** Opening MATERIAL FOR THIS TASK block **

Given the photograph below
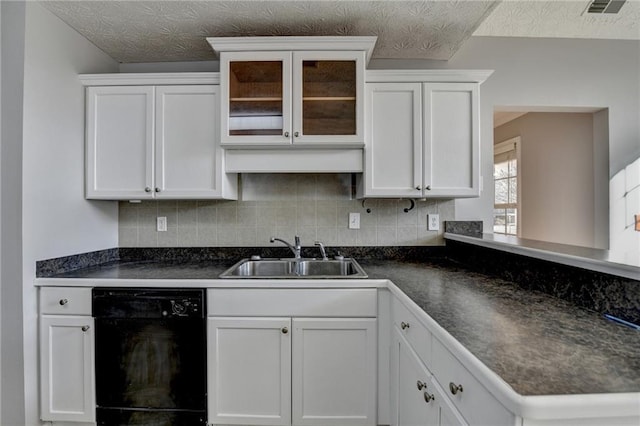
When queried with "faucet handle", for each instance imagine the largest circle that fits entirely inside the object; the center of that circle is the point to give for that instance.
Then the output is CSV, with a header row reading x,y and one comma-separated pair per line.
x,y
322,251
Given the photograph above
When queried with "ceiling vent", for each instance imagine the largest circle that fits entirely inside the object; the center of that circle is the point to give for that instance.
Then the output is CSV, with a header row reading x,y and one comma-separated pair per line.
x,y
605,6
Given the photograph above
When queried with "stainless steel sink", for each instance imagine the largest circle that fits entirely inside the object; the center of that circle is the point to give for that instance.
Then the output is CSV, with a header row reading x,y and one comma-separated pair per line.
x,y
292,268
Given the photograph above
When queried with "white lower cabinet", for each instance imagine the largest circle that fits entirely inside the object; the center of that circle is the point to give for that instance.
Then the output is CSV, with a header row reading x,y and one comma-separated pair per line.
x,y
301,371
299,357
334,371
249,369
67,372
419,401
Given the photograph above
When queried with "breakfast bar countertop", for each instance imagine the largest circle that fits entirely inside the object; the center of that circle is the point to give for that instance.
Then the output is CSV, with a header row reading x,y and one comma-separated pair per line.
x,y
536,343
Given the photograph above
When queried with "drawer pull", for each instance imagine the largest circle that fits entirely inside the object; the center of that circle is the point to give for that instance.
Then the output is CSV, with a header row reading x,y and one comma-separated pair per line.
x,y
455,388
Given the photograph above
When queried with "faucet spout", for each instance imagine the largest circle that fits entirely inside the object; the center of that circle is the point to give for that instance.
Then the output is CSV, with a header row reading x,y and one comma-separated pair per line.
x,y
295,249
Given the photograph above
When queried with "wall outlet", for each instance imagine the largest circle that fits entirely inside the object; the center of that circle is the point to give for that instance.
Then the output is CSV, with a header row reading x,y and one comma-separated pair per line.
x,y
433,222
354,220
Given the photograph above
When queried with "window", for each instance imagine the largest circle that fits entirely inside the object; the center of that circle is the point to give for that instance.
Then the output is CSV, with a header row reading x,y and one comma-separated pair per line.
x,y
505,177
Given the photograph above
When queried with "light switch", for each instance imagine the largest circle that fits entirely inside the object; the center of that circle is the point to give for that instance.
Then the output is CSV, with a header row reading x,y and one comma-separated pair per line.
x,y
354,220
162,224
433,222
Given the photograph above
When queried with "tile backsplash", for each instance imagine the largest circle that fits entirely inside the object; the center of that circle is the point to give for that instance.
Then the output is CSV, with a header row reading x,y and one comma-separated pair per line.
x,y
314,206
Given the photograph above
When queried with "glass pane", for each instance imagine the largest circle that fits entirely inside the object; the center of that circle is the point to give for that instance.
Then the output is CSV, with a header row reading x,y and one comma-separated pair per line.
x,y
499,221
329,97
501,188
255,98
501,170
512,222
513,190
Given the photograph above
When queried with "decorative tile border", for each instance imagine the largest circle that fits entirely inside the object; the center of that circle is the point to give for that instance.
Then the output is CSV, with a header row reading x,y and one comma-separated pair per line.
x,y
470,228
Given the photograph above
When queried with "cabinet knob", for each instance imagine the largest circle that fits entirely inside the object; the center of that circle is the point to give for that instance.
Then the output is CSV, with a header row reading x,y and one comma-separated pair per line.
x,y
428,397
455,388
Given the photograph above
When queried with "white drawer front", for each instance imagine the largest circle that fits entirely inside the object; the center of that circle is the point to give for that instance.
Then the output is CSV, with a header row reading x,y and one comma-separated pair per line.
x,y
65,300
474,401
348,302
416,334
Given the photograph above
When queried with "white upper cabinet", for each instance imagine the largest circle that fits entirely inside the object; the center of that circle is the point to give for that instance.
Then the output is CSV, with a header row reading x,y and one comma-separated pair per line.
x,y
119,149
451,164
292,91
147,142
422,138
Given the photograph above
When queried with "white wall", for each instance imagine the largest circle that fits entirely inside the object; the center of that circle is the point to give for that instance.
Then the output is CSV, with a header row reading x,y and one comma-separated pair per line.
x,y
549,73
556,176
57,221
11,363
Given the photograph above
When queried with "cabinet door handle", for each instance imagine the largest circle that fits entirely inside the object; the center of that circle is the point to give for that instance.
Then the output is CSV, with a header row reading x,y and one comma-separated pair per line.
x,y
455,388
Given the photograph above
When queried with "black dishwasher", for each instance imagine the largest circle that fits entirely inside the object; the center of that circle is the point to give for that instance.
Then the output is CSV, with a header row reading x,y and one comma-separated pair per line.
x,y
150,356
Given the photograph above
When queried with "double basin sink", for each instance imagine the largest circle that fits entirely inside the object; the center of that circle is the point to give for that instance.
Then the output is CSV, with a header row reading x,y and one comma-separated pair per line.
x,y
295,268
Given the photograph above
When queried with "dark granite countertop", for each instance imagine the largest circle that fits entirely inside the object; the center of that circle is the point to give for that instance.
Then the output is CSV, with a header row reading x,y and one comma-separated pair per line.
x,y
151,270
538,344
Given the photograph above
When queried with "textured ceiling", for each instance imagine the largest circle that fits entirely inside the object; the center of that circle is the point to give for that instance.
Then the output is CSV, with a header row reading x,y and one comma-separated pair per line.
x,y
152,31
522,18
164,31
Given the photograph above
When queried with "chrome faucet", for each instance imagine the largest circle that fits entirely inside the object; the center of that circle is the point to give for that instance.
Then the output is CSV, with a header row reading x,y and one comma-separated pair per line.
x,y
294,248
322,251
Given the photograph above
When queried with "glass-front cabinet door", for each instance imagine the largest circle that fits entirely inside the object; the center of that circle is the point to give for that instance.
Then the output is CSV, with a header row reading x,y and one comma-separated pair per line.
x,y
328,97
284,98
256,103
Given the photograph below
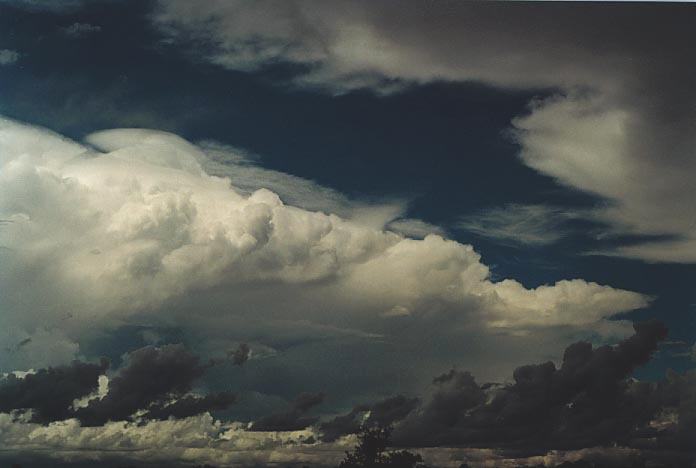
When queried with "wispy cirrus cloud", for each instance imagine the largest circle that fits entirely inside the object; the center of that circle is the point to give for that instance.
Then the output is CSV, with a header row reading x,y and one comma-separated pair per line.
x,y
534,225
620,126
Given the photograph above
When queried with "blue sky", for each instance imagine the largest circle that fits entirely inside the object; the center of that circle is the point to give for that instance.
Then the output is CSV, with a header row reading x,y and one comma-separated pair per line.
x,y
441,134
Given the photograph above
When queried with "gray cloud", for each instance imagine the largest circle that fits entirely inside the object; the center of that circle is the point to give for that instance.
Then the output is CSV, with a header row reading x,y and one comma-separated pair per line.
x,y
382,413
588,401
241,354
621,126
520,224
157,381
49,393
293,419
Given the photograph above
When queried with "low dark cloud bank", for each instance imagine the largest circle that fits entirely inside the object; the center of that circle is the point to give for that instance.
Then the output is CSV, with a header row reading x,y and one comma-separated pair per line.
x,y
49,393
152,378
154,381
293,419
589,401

** Closing MATERIAL FOR THIS TASK block **
** Opening MATERIAL FOR THIS TASK block **

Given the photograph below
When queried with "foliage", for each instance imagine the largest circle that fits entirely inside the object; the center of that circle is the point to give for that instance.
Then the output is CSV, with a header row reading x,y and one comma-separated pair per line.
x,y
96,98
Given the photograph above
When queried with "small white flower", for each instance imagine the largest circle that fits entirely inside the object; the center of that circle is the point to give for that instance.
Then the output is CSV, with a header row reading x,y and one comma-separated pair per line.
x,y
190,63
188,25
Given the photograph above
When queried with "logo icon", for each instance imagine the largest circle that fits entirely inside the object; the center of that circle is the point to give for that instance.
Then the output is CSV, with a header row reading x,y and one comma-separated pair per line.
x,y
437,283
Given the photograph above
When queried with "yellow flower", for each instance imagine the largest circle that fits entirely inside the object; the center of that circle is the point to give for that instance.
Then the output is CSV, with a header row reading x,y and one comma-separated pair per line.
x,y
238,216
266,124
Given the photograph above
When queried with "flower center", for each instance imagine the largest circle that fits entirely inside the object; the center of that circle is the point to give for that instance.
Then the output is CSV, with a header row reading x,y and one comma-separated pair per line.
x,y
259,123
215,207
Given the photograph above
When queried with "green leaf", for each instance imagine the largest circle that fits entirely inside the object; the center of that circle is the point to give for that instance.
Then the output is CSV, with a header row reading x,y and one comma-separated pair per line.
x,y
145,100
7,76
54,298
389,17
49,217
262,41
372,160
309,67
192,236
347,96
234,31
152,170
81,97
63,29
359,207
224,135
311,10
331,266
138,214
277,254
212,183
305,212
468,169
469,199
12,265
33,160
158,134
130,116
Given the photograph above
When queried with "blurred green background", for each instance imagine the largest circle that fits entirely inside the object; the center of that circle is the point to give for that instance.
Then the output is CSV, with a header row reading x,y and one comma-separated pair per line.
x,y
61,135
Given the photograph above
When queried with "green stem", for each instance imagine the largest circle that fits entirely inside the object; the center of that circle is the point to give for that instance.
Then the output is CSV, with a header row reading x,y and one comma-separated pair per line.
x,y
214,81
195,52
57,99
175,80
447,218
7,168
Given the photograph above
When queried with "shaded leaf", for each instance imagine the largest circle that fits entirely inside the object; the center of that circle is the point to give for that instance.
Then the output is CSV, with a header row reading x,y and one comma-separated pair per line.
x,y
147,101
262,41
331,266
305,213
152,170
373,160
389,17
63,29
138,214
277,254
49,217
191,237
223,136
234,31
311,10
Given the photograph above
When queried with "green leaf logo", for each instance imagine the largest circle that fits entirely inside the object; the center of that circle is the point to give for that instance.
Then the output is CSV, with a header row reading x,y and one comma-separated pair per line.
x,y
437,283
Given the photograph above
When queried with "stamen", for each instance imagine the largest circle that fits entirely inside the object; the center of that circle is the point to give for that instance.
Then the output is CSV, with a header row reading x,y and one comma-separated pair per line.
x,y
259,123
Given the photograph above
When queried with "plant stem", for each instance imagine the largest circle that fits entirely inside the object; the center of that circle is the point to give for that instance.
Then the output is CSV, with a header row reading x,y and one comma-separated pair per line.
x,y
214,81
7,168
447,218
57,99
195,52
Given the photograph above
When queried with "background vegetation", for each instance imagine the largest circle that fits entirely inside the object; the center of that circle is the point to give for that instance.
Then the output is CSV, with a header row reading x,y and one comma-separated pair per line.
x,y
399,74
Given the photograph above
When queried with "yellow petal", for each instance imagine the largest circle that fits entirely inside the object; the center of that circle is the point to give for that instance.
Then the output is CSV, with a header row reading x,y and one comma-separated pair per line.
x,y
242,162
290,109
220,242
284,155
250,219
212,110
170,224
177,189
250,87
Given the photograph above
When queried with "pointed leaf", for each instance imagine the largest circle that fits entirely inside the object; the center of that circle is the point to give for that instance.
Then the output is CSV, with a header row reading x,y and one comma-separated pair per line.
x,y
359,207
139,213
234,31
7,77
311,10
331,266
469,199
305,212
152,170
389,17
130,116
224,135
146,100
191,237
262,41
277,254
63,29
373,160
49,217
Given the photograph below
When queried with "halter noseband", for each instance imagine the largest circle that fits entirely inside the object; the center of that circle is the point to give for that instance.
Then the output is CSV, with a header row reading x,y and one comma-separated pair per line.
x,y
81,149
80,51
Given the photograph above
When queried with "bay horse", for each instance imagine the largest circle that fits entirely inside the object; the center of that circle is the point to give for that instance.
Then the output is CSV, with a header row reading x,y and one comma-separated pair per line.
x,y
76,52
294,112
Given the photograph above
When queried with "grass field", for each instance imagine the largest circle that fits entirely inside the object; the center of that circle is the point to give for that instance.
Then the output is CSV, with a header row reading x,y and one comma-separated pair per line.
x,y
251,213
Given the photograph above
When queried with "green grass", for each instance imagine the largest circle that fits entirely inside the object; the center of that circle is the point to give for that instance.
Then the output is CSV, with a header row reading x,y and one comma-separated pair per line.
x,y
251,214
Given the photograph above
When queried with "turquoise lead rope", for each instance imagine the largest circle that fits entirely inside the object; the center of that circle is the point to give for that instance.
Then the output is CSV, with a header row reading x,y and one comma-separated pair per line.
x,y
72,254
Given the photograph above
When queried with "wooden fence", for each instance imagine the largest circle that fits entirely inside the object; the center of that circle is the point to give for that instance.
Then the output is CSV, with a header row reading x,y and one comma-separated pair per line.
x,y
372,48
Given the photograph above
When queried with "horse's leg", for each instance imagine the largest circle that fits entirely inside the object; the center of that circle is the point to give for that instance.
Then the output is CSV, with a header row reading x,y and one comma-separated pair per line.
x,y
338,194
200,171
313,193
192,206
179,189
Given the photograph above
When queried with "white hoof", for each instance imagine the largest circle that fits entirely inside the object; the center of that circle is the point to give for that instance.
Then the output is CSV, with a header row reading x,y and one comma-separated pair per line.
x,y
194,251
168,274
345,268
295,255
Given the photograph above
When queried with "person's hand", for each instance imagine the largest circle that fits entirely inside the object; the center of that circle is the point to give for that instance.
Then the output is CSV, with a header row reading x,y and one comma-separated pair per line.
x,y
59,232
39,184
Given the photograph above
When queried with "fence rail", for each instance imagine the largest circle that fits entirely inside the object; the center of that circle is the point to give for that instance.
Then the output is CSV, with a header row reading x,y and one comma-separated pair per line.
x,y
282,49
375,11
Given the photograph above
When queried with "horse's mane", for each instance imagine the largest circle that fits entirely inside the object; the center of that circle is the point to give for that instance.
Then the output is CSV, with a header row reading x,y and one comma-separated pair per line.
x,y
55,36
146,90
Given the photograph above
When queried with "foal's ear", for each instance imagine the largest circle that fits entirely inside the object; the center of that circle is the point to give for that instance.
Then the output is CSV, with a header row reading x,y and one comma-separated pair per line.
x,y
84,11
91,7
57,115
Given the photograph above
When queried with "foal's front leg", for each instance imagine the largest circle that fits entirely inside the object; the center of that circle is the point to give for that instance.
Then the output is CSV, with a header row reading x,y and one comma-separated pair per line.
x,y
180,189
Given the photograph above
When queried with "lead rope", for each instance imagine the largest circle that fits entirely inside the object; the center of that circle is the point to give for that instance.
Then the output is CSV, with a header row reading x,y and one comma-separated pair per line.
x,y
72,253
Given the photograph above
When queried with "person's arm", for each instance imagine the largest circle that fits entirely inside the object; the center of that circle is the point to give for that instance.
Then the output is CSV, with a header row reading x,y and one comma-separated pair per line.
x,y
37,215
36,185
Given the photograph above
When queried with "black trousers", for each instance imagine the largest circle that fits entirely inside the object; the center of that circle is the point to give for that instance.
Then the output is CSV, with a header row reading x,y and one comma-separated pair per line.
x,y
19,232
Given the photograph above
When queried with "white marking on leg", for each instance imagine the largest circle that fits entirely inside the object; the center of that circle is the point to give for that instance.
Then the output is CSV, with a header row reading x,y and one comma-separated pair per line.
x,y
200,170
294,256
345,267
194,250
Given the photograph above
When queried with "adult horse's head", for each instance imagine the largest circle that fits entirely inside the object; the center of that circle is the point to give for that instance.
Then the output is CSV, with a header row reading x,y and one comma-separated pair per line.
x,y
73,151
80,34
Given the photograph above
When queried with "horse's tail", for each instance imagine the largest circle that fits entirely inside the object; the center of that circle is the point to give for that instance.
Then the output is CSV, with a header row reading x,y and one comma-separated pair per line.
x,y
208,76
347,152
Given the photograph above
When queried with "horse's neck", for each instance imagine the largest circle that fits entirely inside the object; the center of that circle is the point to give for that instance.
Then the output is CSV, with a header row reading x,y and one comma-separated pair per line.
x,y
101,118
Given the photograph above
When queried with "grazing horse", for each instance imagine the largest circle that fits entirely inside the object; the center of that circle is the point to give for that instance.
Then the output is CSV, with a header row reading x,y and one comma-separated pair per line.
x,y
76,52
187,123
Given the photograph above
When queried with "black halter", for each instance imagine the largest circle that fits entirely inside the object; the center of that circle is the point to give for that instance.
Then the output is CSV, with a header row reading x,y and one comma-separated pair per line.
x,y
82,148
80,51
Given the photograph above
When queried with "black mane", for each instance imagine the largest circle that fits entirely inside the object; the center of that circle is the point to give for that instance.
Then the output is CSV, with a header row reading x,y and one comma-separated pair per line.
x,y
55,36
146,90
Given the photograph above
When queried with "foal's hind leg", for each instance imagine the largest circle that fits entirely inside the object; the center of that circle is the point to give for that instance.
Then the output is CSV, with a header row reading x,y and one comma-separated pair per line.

** Closing MATERIAL FOR THIS TASK block **

### TASK DIRECTIONS
Pull out every line of the records above that contains the word "fence".

### OUTPUT BELOW
When queried with "wooden fence", for each instance imagine the largest circle that fits entirely inside the object; the center of that circle is the point to give for that instance.
When queried with "fence rail", for each instance imagine the largest circle that fits entirely inside the object; the center of that circle is the point to give for that instance.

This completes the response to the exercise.